■ TASK DIRECTIONS ■
Output the entries that follow character for character. Leave every image out.
━━━━━ MATERIAL PROVIDED
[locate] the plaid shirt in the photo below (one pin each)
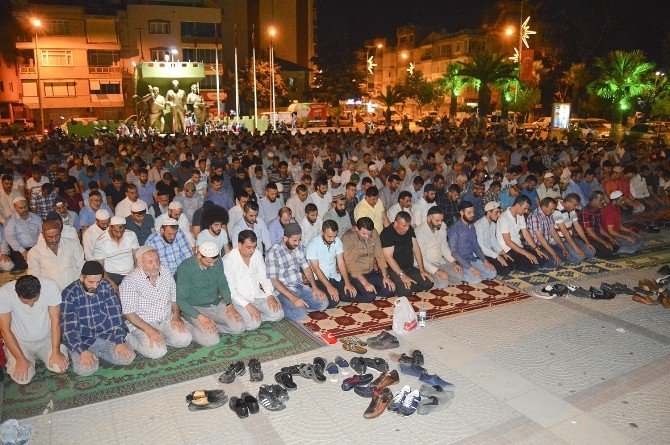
(286, 265)
(451, 212)
(152, 304)
(171, 254)
(539, 222)
(87, 317)
(43, 204)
━━━━━━━━━━
■ RESPONSE TO THIS TASK ■
[locate] the plaid shirt in the photo below (one pin each)
(286, 265)
(451, 212)
(152, 304)
(171, 254)
(539, 222)
(87, 317)
(43, 204)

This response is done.